Stored dataset items:
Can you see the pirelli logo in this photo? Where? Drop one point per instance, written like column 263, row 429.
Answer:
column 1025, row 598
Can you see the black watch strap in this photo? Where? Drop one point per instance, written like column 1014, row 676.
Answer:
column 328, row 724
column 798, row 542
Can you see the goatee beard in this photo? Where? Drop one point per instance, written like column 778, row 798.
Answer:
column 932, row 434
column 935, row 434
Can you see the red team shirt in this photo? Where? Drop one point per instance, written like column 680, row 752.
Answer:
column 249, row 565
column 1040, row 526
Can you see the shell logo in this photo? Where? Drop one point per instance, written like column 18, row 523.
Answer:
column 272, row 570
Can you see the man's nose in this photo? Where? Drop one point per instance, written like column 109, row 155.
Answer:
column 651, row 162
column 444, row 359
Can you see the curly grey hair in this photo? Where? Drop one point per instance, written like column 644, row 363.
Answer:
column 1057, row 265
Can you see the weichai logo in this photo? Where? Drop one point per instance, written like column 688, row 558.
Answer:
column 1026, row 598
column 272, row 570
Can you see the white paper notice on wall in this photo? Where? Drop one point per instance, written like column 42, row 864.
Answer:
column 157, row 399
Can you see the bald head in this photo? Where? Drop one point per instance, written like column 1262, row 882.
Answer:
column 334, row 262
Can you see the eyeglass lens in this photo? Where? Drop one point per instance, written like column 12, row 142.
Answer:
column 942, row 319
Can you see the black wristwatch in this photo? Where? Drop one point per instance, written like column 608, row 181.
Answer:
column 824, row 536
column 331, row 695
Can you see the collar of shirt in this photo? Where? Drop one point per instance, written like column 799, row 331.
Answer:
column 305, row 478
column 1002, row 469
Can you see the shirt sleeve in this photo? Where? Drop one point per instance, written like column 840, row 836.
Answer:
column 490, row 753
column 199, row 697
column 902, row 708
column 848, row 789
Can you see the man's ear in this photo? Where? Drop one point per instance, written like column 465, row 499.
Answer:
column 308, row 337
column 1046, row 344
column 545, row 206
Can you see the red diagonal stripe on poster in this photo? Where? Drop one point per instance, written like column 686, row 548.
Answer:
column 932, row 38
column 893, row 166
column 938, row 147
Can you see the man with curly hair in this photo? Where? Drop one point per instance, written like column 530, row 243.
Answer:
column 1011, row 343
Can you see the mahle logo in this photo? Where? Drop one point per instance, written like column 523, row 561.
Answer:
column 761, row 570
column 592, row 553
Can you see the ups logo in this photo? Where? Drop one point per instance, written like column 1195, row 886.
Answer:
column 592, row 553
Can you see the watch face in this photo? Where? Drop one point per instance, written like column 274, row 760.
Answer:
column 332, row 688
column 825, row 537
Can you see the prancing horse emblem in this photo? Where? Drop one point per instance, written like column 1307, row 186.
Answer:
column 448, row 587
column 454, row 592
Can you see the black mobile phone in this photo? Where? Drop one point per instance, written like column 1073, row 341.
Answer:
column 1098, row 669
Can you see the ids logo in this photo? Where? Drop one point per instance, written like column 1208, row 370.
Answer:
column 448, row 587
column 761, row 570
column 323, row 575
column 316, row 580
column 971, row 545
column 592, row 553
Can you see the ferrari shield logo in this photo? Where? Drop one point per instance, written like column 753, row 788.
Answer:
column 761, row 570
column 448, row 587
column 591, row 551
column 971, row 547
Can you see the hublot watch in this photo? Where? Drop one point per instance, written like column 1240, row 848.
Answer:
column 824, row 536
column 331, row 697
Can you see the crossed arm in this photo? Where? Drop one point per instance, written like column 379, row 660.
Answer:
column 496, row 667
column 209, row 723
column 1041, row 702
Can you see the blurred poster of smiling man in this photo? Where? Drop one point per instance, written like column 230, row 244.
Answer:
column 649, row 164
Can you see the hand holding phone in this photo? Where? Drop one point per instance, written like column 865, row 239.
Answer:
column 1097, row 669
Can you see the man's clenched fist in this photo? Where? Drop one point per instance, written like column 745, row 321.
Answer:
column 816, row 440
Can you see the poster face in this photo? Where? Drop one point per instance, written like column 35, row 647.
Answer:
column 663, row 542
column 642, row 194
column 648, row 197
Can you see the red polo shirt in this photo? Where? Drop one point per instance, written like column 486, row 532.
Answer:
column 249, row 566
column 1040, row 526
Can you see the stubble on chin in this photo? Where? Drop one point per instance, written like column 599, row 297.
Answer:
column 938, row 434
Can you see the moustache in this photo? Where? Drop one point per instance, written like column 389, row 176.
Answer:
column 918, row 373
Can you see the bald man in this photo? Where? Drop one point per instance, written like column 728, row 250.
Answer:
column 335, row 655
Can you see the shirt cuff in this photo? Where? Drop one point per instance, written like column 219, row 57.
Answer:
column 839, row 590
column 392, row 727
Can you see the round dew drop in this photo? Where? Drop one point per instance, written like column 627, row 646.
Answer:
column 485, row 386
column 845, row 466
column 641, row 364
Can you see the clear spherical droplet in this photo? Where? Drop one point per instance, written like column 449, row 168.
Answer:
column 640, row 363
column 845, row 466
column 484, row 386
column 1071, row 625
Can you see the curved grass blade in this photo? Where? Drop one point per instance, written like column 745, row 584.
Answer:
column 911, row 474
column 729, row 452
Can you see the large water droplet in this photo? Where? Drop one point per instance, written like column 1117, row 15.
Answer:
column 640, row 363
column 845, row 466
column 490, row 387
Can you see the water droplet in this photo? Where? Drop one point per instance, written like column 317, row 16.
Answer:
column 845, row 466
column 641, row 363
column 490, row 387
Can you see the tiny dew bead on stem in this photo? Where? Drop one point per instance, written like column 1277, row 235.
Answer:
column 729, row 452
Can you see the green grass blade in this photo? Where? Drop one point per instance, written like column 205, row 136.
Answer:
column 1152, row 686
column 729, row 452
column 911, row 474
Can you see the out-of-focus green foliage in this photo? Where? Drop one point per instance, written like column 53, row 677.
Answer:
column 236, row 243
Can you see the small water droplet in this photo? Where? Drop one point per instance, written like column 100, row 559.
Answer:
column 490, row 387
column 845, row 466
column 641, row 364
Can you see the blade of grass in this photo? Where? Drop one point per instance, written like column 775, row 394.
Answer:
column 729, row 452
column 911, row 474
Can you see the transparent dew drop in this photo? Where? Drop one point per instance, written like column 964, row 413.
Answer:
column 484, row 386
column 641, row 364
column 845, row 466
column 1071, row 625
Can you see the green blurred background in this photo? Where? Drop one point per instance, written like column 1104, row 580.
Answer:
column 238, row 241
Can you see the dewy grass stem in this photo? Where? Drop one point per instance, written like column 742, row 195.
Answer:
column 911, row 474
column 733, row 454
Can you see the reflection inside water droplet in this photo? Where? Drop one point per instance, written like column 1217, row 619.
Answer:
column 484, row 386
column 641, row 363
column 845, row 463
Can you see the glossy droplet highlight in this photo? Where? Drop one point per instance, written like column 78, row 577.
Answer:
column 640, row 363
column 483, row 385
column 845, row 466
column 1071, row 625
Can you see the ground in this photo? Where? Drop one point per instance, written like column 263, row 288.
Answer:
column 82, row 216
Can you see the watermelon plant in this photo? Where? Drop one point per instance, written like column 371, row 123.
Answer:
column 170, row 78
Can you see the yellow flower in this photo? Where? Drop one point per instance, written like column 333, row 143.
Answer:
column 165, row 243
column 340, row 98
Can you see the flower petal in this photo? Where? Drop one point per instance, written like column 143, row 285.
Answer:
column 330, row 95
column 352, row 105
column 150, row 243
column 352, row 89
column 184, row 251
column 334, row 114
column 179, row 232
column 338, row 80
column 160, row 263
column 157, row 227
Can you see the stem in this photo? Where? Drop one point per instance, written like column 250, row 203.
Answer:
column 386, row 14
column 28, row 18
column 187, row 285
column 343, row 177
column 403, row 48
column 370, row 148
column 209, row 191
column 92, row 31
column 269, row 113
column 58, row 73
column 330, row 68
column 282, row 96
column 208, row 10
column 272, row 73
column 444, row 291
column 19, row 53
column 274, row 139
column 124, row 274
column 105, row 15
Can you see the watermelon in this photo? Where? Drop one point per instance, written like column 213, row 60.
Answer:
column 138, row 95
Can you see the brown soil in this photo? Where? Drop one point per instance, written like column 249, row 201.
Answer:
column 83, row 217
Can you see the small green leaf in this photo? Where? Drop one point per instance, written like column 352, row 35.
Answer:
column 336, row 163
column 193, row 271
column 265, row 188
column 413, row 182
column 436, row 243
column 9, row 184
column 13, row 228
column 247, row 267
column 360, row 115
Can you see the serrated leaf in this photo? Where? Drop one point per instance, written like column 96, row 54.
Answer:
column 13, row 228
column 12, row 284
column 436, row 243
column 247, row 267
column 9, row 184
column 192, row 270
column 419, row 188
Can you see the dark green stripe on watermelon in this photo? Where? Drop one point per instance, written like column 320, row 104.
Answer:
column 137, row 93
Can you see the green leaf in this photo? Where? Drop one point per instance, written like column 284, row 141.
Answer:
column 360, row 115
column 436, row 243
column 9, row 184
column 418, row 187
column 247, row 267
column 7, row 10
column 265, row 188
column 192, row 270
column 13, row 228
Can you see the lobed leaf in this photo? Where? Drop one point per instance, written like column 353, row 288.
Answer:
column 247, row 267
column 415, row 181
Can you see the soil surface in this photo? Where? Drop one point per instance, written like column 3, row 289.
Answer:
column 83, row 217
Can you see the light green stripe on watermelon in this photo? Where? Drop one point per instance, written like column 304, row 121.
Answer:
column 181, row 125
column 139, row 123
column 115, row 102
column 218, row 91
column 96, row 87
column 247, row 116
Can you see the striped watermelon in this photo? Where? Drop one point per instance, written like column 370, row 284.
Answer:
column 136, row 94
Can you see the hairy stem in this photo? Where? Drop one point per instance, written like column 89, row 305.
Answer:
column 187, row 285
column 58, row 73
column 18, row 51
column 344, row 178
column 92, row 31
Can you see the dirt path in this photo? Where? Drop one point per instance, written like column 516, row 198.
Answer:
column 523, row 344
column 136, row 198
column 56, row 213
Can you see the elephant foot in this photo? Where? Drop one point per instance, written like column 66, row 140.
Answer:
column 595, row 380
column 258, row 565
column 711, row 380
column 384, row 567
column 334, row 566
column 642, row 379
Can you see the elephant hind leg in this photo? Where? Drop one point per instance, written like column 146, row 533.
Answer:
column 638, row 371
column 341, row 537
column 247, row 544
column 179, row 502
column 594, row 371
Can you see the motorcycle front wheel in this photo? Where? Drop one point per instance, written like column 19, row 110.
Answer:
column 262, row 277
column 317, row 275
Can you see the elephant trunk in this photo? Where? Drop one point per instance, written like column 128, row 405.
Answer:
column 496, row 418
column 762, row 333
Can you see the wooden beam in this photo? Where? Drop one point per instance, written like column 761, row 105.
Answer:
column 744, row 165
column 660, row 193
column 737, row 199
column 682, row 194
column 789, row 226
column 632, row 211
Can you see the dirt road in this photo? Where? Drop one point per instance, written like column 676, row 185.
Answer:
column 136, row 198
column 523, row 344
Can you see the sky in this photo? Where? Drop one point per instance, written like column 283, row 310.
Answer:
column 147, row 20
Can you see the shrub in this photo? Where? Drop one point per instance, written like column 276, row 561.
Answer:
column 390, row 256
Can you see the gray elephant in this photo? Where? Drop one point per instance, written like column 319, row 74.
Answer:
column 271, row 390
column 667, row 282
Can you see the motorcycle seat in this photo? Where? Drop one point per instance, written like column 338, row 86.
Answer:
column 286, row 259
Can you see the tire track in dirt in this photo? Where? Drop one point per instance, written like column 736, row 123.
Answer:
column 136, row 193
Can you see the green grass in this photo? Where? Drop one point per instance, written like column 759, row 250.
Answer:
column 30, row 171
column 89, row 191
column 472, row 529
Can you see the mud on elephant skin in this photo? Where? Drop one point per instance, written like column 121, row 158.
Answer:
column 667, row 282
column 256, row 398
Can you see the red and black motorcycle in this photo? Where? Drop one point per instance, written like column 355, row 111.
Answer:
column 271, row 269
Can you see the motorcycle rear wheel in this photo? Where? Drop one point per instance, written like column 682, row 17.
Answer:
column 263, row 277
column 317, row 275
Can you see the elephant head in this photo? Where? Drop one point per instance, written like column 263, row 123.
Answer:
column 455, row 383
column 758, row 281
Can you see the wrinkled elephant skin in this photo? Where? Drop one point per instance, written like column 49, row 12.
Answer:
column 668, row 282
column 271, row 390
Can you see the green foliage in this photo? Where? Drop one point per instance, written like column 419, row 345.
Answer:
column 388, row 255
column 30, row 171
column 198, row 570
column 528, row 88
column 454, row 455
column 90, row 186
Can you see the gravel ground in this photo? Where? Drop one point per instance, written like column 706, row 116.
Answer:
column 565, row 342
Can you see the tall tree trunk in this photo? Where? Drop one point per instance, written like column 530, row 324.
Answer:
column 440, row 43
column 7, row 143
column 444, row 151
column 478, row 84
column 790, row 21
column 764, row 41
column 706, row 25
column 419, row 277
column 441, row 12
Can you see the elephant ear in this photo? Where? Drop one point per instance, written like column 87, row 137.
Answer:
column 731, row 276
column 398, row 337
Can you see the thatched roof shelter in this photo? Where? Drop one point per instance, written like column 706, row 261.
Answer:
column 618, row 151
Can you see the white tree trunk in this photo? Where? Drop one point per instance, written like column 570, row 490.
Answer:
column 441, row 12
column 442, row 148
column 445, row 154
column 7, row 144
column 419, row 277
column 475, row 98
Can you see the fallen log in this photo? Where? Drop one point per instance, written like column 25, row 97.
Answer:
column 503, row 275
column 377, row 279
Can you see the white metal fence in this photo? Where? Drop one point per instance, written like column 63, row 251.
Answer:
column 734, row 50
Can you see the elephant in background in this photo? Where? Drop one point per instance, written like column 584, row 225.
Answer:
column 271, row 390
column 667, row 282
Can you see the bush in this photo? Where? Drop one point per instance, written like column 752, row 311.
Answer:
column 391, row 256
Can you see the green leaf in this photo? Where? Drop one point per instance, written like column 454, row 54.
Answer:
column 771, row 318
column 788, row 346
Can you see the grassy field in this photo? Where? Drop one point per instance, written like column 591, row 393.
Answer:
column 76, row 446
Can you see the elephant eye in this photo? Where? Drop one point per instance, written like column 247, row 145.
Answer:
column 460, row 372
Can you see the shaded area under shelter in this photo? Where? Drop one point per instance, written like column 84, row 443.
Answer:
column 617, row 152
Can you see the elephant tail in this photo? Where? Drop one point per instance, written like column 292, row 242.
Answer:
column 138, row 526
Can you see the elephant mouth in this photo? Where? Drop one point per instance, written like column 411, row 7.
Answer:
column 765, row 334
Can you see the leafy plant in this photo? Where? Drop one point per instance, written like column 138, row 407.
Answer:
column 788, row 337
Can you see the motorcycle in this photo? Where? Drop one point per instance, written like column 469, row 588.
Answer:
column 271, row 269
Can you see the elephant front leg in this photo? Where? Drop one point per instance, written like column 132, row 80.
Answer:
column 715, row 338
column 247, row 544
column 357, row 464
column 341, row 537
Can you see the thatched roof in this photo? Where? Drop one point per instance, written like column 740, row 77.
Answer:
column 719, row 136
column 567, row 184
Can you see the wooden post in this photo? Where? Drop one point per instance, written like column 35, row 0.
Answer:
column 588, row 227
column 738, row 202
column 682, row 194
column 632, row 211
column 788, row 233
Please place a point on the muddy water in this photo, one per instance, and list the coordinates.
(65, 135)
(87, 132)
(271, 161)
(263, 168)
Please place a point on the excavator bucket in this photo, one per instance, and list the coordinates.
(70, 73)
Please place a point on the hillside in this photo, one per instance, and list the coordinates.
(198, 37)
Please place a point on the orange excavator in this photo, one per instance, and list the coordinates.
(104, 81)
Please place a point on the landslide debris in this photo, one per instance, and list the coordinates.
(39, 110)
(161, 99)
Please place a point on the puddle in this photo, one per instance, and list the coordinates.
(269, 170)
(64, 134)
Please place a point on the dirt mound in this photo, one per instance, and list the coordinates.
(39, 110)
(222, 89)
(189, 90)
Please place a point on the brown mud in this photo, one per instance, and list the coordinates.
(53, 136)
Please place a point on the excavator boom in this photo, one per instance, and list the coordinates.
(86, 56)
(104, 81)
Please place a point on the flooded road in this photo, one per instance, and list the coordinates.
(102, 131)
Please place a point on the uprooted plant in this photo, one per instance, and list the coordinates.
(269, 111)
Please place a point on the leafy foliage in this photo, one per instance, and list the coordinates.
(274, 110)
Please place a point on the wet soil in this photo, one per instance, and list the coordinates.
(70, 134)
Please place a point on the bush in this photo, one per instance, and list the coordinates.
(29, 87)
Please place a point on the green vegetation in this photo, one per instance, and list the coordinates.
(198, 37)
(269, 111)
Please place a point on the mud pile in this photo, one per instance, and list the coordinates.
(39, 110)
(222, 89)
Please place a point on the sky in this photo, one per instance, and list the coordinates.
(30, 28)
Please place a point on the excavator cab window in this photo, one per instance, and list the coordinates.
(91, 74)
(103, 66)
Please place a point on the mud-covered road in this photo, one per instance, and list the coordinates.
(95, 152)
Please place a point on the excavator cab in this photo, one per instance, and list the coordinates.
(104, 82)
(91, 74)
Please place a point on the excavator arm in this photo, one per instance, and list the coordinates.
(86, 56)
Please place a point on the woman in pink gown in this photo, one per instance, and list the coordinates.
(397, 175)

*EXERCISE BRIEF:*
Find each line in the records that contains the string "blurred", then say how many there are and nothing else.

*RESPONSE BELOW:*
2